* _Extracted text_:
Casualties of Modernity, 2015

Kent Monkman, Casualties of Modernity (installation view), 2015
Mixed media installation with HD video, 14:45 minutes, (no fixed height) x 272 x 525 cm
National Gallery of Canada, Ottawa

Casualties of Modernity is a seminal work that encapsulates the depth of Kent Monkman’s practice and his investigations of modernism. Initially created as a performance, it then became an installation and a film. In the installation, in a simulated hospital room high above a city, a mannequin of Miss Chief Eagle Testickle, dressed as a nurse, tends to a prone and flattened Cubist construction of a female patient, who bears a remarkable resemblance to one of the women in Les Demoiselles d’Avignon, 1907, by Pablo Picasso (1881–1973). Next to the patient, an electrocardiogram machine monitors her heartbeat, while intravenous lines feed her twisted arms. There is the faint sound of wheezing as her chest rises and falls with each laboured breath. In addition to a red and white uniform, Miss Chief, in customary fashionista style, is wearing seven-inch red patent platform heels and diamond accessories, modelled after a fetishized “sexy nurse” persona.

 

Kent Monkman, Casualties of Modernity (film still), 2015, mixed media installation with HD video, 14:45 minutes, (no fixed height) x 272 x 525 cm, National Gallery of Canada, Ottawa. This scene shows Miss Chief with the Doctor of Fine Arts.

Opposite the bed, a television airs an episode from Miss Chief’s popular syndicated TV show, Casualties of Modernity, in which she stars with the erudite Doctor of Fine Arts and a cast of vulnerable or forgotten art traditions that include abstract art, performance art, Conceptual art, and Romanticism. The video recalls daytime hospital soap operas like General Hospital, as well as the evening dramas Dallas and Dynasty. In this instance, the patients in the hospital are ailing art movements.

 

The project had originated with a performance on October 18, 2013, when Miss Chief made an official visit to the modern wing of the Denver Art Museum. Led on a tour by the institution’s Doctor of Fine Arts, in her first speaking role on video, Miss Chief’s words were inspired by Princess Diana as a philanthropist and a compassionate, sympathetic, and caring soul, who comforts the crushed, lifeless “casualties of modernity.” (Monkman felt that Miss Chief and Princess Diana shared a special bond, as they both experienced a contentious relationship with the Crown.)

 

With Casualties of Modernity, Monkman employs a variety of media and continues his research into the dynamics of the European gaze—in this instance, focusing critical eyes on the modernist era. Revolutionary developments in figuration by Picasso, Henri Matisse (1869–1954), Alberto Giacometti (1901–1966), and others drew upon and perverted the traditions of Oceanic and African art, reducing and reassembling living things and inanimate objects into two-dimensional planes and geometries. Monkman sees the reductive character of their art as metaphor for modernity’s compression of Indigenous cultures.

* _Exercise brief_: Rewrite the stretch from "Opposite the bed, a" through "ailing art movements." in the text on Casualties of Modernity, putting "Impressionism" in place of "Romanticism".

* _Source data_:
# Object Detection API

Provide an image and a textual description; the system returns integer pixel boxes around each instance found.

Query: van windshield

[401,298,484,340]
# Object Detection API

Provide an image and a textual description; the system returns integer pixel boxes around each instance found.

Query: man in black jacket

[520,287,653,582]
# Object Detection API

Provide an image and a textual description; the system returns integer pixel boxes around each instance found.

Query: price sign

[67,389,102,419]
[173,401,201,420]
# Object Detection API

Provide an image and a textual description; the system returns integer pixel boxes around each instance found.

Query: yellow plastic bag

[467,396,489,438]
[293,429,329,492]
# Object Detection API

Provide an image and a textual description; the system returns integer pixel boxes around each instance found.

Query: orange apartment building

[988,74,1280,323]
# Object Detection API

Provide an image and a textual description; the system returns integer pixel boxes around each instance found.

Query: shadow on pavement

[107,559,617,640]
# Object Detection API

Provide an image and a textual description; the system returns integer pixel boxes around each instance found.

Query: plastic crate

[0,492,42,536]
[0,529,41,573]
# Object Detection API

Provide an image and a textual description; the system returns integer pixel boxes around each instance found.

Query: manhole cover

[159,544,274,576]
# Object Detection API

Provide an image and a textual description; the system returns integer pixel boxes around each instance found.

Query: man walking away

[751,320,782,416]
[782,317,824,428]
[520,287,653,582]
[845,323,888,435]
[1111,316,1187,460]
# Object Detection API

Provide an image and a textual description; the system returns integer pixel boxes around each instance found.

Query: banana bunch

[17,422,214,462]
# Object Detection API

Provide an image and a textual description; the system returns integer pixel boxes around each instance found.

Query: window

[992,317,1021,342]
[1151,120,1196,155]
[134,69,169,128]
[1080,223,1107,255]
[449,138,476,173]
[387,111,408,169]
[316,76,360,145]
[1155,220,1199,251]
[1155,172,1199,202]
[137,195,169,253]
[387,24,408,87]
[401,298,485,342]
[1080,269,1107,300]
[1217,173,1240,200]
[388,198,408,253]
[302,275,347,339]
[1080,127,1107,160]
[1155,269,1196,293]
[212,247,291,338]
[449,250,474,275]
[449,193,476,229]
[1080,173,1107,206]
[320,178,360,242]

* _Task answer_:
Opposite the bed, a television airs an episode from Miss Chief’s popular syndicated TV show, Casualties of Modernity, in which she stars with the erudite Doctor of Fine Arts and a cast of vulnerable or forgotten art traditions that include abstract art, performance art, Conceptual art, and Impressionism. The video recalls daytime hospital soap operas like General Hospital, as well as the evening dramas Dallas and Dynasty. In this instance, the patients in the hospital are ailing art movements.